To do
Copy out each line below exactly as written.

Input data
:::::
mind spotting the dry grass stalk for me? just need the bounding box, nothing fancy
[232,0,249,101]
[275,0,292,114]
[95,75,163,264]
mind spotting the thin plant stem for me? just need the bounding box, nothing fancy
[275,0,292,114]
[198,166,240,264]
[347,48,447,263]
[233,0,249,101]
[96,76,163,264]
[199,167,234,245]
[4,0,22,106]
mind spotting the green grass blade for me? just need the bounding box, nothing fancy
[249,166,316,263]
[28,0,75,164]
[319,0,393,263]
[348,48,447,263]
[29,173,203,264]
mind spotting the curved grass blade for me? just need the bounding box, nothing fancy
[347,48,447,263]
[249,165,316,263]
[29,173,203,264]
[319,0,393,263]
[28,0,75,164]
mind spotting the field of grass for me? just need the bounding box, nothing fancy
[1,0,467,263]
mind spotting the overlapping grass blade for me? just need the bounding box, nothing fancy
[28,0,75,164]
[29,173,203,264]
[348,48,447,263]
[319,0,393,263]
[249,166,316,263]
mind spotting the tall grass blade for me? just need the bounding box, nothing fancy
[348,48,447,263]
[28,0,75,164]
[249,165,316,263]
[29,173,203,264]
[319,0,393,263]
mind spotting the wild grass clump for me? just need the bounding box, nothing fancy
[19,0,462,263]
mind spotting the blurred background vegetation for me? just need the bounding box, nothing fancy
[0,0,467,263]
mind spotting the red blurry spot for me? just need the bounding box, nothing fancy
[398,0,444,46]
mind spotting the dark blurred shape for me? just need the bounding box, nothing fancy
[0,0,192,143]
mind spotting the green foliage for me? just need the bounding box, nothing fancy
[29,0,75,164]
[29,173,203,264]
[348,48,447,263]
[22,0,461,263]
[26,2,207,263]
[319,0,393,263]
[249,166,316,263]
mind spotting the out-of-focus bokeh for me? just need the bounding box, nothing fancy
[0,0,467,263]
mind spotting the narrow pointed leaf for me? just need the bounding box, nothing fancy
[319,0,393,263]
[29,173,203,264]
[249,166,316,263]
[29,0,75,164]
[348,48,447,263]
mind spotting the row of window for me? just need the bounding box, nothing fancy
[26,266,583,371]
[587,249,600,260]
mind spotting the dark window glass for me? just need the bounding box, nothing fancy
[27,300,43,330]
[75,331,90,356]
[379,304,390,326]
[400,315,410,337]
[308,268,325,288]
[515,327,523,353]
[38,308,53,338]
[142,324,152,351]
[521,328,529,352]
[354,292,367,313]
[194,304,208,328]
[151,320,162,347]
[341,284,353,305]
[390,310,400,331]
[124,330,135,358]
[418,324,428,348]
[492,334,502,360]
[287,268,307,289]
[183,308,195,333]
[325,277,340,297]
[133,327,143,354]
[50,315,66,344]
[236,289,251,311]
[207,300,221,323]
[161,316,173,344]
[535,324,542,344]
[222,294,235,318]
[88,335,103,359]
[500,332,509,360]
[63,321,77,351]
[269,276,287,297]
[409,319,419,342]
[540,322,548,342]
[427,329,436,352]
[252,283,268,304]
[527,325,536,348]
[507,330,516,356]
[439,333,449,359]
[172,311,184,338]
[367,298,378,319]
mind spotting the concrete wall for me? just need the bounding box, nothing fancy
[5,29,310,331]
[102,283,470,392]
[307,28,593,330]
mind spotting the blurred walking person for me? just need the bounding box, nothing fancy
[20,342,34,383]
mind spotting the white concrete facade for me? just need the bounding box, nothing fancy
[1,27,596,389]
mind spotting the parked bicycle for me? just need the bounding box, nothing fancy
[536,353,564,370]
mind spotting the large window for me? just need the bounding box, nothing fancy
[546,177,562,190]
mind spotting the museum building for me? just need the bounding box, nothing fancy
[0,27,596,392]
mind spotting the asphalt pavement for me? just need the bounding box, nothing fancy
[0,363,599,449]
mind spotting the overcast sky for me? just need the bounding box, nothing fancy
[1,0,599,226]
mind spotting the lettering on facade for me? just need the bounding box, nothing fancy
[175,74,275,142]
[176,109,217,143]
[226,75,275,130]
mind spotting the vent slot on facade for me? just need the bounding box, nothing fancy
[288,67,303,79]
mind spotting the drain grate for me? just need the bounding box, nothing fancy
:::::
Worked solution
mind spotting the dry grass stalk for me? just need the bounding box, nothing fancy
[232,0,249,101]
[275,0,292,114]
[95,75,163,264]
mind spotting the thin plant stem for me? just need the bounding box, nothing fancy
[275,0,292,114]
[198,166,240,264]
[347,48,447,263]
[233,0,249,101]
[96,76,163,264]
[199,167,234,245]
[4,0,22,106]
mind spotting the green grass blade for me? just need the bounding box, nothing fancy
[249,166,316,263]
[28,0,75,164]
[319,0,393,263]
[348,48,447,263]
[29,173,203,264]
mind spotting the curved grass blade for me? just need the bounding box, nothing fancy
[347,48,447,263]
[249,165,316,263]
[29,173,203,264]
[319,0,393,263]
[28,0,75,164]
mind spotting the field of grass for me? just need the bounding box, nothing fancy
[1,0,467,263]
mind spotting the overlapping grass blade for me? just need the bounding box, nothing fancy
[28,0,75,164]
[29,173,203,264]
[348,48,447,263]
[319,0,393,263]
[249,166,316,263]
mind spotting the tall grass blade for me? just need the bounding box, nothing fancy
[348,48,447,263]
[28,0,75,164]
[249,165,316,263]
[29,173,203,264]
[319,0,393,263]
mind spotting the wild grass clump for me? just need the bounding box, nothing fancy
[19,0,462,263]
mind spotting the blurred background vegetation for me? just need the bounding box, nothing fancy
[0,0,467,263]
mind spotting the red blurry spot for me? just need the bounding box, nothing fancy
[398,0,444,46]
mind spotting the dark blurred shape for me? just need the bounding box, nothing fancy
[0,0,192,143]
mind spotting the green foliage for me? just need the bounding box, nothing fancy
[29,0,75,164]
[29,173,203,264]
[348,48,447,263]
[22,0,461,263]
[26,2,207,263]
[319,0,393,263]
[249,166,316,263]
mind spotting the out-of-focus bokeh for me? just need the bounding box, nothing fancy
[0,0,467,263]
mind spotting the narrow pointed leaf for me? just need the bounding box, nothing fancy
[319,0,393,263]
[29,173,203,264]
[249,166,316,263]
[29,0,75,164]
[348,48,447,263]
mind spotting the row of window for me? just need the bounding box, nothing fancy
[26,266,583,371]
[587,249,600,260]
mind spotting the dark window glass for me? just need the bounding box, nothing fancy
[27,300,43,330]
[75,331,90,356]
[379,304,390,326]
[400,315,410,337]
[308,268,325,288]
[515,327,523,353]
[38,308,53,338]
[142,324,152,351]
[521,328,529,352]
[354,292,367,313]
[194,304,208,328]
[151,320,162,347]
[341,284,353,305]
[390,310,400,331]
[124,330,135,358]
[418,324,428,348]
[492,334,502,360]
[287,268,307,289]
[183,308,195,333]
[325,277,340,297]
[133,327,143,354]
[50,315,66,344]
[236,289,251,311]
[207,300,221,323]
[161,316,173,344]
[535,324,542,344]
[222,294,235,318]
[88,335,103,359]
[500,332,509,360]
[63,321,77,351]
[269,276,287,297]
[409,319,419,342]
[540,322,548,342]
[427,329,436,352]
[252,283,268,304]
[527,325,536,348]
[507,330,516,356]
[439,333,449,359]
[172,311,184,338]
[367,298,378,319]
mind spotting the concrete wall for me? just need the bounding box, nothing fancy
[5,29,310,331]
[102,283,470,392]
[307,28,593,330]
mind spotting the blurred walking person for me? just need the bounding box, nothing fancy
[20,342,34,383]
mind spotting the white concrete facade for me? just need the bounding box, nothing fancy
[1,27,596,389]
mind spotting the parked bicycle for me? just need the bounding box, nothing fancy
[536,353,564,370]
mind spotting the large window for me? just need the bounding box, nothing fancy
[546,177,562,190]
mind spotting the museum building for me? just need the bounding box, nothing fancy
[0,27,596,392]
mind spotting the asphalt pavement for me? just need the bounding box, nothing fancy
[0,363,599,449]
mind spotting the overcast sky for me? just need the bounding box, nothing fancy
[1,0,599,226]
mind spotting the lettering on facade for me? just need the bounding box, nothing fancy
[175,74,275,142]
[176,109,217,143]
[226,75,275,130]
mind spotting the vent slot on facade for me? just need the bounding box, nothing fancy
[288,67,303,79]
mind spotting the drain grate for me? just need the bounding box, nothing fancy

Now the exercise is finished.